*WORK TO COMPLETE*:
a: In the profile of fusion researcher Michiya Shimada, when did he arrive at the ITER Joint Work Site?
b: Reproduce the passage in the Michiya Shimada profile from "Divertor physics was" up to and including "settled in Manosque.".
c: Carry on writing the profile of fusion researcher Michiya Shimada, picking up after its final sentence.

*DOCUMENT EXCERPT*:
'''

Collaborating for fusion
Working in an international setting is nothing new for Michiya Shimada—thirty-four years of involvement in fusion research projects have made him quite at home on three continents.
Michiya participated in the groundbreaking work carried out in divertor physics at the Doublet-III experiment in San Diego, California in the early 1980s. He was one of the younger scientists at the time: he had an engineering degree from the University of Tokyo in his pocket, and was working toward his PhD. "At Doublet-III, we discovered that divertor plasmas can become very cold, highly radiative, and denser than the core plasmas in tokamaks," Shimada recounts, looking back. "This had great importance for three reasons: radiative dissipation allows us to limit the heat load on the divertor, reduce erosion of divertor materials, and enable an efficient removal of helium ash."
Divertor physics was to remain the predominant focus for Shimada. From 1989 on, he continued work on divertor concepts at the JT-60U Tokamak in Naka, Japan. He also chaired the Divertor Database and Modelling Expert Group, organized for ITER physics R&D. "At the time, we were confident that ITER would happen scientifically, but there were not yet any political guarantees," Shimada remembers. "I felt optimistic, though, and joined the ITER team in 1999." When the ITER Agreement set the project into motion, making the move to ITER site was the logical next step in his career. Shimada was among the first Cadarache recruits for ITER, arriving at the Joint Work Site in December 2006. His wife and ten year-old son joined him one year later; the family is now settled in Manosque.

'''

*EXTRACTED ENTRIES*:
'''

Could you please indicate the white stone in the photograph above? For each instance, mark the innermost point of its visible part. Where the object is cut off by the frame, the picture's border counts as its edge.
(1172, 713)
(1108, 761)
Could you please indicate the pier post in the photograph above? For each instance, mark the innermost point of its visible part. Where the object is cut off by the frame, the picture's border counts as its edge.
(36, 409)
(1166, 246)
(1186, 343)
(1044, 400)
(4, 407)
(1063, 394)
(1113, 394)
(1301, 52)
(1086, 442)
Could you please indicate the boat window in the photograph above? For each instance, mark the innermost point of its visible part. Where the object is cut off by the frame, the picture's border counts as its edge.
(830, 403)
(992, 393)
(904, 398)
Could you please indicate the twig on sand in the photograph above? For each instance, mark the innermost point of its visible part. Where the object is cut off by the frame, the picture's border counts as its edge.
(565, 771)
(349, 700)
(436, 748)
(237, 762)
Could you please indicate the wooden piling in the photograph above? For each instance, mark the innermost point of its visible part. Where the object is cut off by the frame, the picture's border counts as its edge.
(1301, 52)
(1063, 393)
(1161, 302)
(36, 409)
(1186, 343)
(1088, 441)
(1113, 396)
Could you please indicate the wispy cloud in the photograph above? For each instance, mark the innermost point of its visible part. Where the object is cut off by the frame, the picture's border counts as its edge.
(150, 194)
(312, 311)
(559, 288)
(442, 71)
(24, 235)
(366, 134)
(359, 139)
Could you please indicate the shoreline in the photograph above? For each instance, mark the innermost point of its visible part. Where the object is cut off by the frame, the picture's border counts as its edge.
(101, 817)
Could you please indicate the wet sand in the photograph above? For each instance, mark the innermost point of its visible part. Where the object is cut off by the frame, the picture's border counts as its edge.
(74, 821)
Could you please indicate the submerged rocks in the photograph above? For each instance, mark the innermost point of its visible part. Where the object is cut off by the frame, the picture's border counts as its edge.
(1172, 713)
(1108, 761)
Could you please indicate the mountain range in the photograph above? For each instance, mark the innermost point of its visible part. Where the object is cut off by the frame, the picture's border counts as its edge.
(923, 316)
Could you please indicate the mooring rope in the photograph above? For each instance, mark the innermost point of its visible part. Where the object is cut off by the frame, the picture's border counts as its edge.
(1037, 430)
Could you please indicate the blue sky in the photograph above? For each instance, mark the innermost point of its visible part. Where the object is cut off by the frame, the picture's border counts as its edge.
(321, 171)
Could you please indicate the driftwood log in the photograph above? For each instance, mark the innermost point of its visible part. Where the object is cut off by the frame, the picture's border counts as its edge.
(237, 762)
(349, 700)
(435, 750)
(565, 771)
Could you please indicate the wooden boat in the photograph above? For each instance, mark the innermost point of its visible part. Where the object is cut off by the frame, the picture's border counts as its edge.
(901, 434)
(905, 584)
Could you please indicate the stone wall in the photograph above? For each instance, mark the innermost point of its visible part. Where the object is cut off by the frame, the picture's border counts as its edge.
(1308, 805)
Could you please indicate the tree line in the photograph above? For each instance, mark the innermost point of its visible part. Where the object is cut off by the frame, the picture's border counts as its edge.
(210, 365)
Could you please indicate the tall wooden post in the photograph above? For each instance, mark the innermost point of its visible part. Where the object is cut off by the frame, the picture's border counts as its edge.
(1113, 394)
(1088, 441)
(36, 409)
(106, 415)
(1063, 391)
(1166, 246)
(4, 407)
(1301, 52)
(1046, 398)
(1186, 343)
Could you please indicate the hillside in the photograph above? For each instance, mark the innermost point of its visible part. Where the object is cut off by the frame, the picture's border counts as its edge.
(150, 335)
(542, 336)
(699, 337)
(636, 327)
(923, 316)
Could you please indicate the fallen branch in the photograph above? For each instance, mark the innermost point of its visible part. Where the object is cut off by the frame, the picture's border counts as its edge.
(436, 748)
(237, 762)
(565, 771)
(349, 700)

'''

*TASK ANSWERS*:
a: He arrived in December 2006.

b:
Divertor physics was to remain the predominant focus for Shimada. From 1989 on, he continued work on divertor concepts at the JT-60U Tokamak in Naka, Japan. He also chaired the Divertor Database and Modelling Expert Group, organized for ITER physics R&D. "At the time, we were confident that ITER would happen scientifically, but there were not yet any political guarantees," Shimada remembers. "I felt optimistic, though, and joined the ITER team in 1999." When the ITER Agreement set the project into motion, making the move to ITER site was the logical next step in his career. Shimada was among the first Cadarache recruits for ITER, arriving at the Joint Work Site in December 2006. His wife and ten year-old son joined him one year later; the family is now settled in Manosque.

c:
At ITER, Michiya Shimada is Chief Scientific Officer for the Plasma Wall Interaction Group in the Fusion Science & Technology Department. The challenges are great and the hours are long. Shimada also co-chairs the Coordinating Committee for the International Tokamak Physics Activity (ITPA), an international framework that plays an instrumental role in focusing worldwide physics efforts on physics issues for ITER that need further investigation. "Fusion research is necessarily an international endeavor; the stakes are high and no one nation can manage the investment alone. We need input from fusion work done all over the world to reach our goal of producing energy from fusion faster," explains Shimada.
Although it may seem hard to imagine, Shimada has found time to pursue a second passion throughout the years—one that he was able to share with his ITER colleagues during last June's Music Festival. He is an accomplished singer, with a particular interest in classical repertoire. He is currently working toward recording Robert Schumann's Dichterliebe, accompanied on the piano by another ITER musician, Philip Andrew from Diagnostics.